● **STATED TASK**
Copy each line exactly. Leave nothing out.
▬▬▬
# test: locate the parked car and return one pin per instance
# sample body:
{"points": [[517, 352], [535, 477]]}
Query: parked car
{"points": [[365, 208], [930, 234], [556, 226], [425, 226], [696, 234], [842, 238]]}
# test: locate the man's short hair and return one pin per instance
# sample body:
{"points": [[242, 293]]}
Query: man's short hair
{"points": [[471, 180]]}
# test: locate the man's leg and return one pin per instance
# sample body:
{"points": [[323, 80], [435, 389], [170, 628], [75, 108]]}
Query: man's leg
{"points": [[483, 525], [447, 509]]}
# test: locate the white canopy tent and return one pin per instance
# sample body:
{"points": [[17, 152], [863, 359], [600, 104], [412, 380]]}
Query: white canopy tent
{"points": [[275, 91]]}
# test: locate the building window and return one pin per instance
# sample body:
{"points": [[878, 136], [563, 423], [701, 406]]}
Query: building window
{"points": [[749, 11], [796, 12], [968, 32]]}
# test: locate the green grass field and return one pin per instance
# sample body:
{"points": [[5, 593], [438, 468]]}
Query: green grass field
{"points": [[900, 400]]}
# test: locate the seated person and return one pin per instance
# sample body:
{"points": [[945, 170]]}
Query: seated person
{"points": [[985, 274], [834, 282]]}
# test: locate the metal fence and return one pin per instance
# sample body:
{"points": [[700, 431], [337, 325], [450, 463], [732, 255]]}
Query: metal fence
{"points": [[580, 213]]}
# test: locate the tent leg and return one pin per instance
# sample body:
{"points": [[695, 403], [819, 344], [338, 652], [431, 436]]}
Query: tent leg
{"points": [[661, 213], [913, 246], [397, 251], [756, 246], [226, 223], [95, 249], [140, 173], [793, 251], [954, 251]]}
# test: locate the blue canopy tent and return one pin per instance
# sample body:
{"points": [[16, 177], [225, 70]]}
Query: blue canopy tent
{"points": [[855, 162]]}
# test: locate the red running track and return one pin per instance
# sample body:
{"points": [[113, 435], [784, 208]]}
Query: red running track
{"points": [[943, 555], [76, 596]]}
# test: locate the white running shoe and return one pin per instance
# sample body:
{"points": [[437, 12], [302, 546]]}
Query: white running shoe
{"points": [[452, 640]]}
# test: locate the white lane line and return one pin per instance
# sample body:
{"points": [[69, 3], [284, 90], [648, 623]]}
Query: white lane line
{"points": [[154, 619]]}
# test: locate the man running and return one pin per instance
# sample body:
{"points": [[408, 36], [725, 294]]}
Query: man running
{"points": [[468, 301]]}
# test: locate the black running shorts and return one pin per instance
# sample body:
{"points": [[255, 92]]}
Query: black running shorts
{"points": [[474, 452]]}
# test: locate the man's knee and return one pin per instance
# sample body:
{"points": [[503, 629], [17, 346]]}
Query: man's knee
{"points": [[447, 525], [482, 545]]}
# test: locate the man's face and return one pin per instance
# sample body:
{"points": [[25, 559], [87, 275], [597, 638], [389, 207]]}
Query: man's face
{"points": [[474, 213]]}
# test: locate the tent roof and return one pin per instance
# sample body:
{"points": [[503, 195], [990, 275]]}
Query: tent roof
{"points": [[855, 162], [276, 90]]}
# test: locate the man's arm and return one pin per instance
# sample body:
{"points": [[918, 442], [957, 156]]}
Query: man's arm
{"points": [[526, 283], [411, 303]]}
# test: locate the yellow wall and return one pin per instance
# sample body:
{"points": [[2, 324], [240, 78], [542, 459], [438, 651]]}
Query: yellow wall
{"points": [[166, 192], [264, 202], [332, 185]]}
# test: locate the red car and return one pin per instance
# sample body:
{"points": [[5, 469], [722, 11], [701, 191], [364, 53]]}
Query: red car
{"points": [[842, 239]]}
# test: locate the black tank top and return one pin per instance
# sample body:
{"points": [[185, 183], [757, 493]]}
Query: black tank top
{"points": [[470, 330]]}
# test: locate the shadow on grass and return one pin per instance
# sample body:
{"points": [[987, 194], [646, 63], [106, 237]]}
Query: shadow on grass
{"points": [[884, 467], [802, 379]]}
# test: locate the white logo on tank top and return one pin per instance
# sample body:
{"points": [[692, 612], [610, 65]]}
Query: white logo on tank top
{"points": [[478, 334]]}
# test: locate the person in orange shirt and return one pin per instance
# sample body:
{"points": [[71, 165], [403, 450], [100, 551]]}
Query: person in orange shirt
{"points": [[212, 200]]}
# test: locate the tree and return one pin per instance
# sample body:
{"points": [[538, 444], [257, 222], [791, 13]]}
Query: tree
▬▬▬
● **SOLUTION BELOW**
# test: locate the parked car and return one pin per instance
# sample body:
{"points": [[517, 352], [535, 477]]}
Query: parked car
{"points": [[365, 208], [930, 234], [556, 226], [425, 226], [696, 234], [842, 238]]}
# test: locate the man's short hair and return one pin per instance
# sample body:
{"points": [[242, 293]]}
Query: man's short hair
{"points": [[471, 180]]}
# test: locate the man's leg and return one pin per instance
# sample body:
{"points": [[323, 80], [435, 389], [170, 628], [75, 108]]}
Query: man's leg
{"points": [[483, 525], [447, 509]]}
# test: locate the white canopy tent and return one pin per instance
# sample body:
{"points": [[17, 152], [863, 359], [600, 104], [412, 380]]}
Query: white canopy tent
{"points": [[275, 91]]}
# test: locate the building window and return one pin per instance
# sample body:
{"points": [[878, 136], [563, 423], [701, 406]]}
Query: building window
{"points": [[749, 11], [796, 12], [968, 32]]}
# test: locate the green grass field and return one pin per instance
# sample body:
{"points": [[5, 593], [438, 468]]}
Query: green grass field
{"points": [[900, 400]]}
# test: locate the seated person and return one pin per instance
# sample body:
{"points": [[945, 170]]}
Query: seated person
{"points": [[985, 274], [834, 282]]}
# test: locate the metal fence and return one pin per instance
# sample body:
{"points": [[700, 431], [337, 325], [450, 463], [732, 255]]}
Query: metal fence
{"points": [[580, 213]]}
# test: locate the tent leg and return one pin per instance
# sample body:
{"points": [[695, 403], [819, 344], [338, 652], [431, 436]]}
Query: tent leg
{"points": [[661, 213], [913, 246], [397, 251], [756, 246], [226, 223], [95, 249], [140, 173], [793, 251], [954, 251]]}
# test: locate the blue canopy tent and return one pin per instance
# sample body:
{"points": [[16, 177], [225, 70]]}
Query: blue canopy tent
{"points": [[855, 162]]}
# test: locate the red running track and return one pin per instance
# sample body:
{"points": [[113, 435], [784, 208]]}
Query: red running track
{"points": [[943, 555], [76, 596]]}
# test: locate the white running shoe and return one pin per instance
# sample body:
{"points": [[437, 12], [302, 546]]}
Query: white running shoe
{"points": [[452, 640]]}
# test: locate the white lane line and return one pin per instance
# sample body:
{"points": [[69, 3], [284, 90], [648, 623]]}
Query: white lane line
{"points": [[154, 619]]}
# test: locate the man running and return one pin per instance
# sample body:
{"points": [[408, 36], [725, 294]]}
Query: man running
{"points": [[468, 301]]}
# test: locate the black running shorts and return one pin per instance
# sample body:
{"points": [[255, 92]]}
Query: black running shorts
{"points": [[474, 452]]}
# test: locate the man's knee and return one pin per instance
# sample body:
{"points": [[503, 629], [17, 346]]}
Query: man's knee
{"points": [[447, 525], [482, 545]]}
# test: locate the man's face and return one pin per instance
# sample body:
{"points": [[25, 559], [87, 275], [597, 638], [389, 207]]}
Query: man's face
{"points": [[474, 213]]}
# test: locate the tent roof and return one pin per instance
# sample body:
{"points": [[503, 195], [990, 275]]}
Query: tent roof
{"points": [[855, 162], [276, 90]]}
# test: locate the man's arm and return one pin per instance
# sample body:
{"points": [[918, 442], [957, 156]]}
Query: man's arm
{"points": [[526, 283], [411, 303]]}
# test: locate the yellow wall and return one pin per instance
# sample body:
{"points": [[2, 324], [240, 78], [542, 459], [438, 651]]}
Query: yellow wall
{"points": [[166, 192], [264, 202], [332, 185]]}
# test: locate the red car and return one pin per instance
# sample body:
{"points": [[5, 469], [722, 11], [701, 191], [364, 53]]}
Query: red car
{"points": [[842, 239]]}
# test: locate the black tank top and return one pin per instance
# sample body:
{"points": [[185, 183], [757, 493]]}
Query: black tank top
{"points": [[470, 330]]}
# test: locate the shadow on grass and return one pin per instance
# sample body:
{"points": [[987, 194], [646, 63], [106, 237]]}
Query: shadow on grass
{"points": [[884, 467], [802, 379]]}
# test: locate the white logo on tank top and return one pin per instance
# sample body:
{"points": [[692, 612], [610, 65]]}
Query: white logo on tank top
{"points": [[478, 334]]}
# test: locate the person in orange shirt and return one pin per instance
# sample body:
{"points": [[71, 165], [403, 450], [100, 551]]}
Query: person in orange shirt
{"points": [[212, 200]]}
# test: locate the tree and return one pin per instance
# sample body:
{"points": [[538, 444], [257, 222], [791, 13]]}
Query: tree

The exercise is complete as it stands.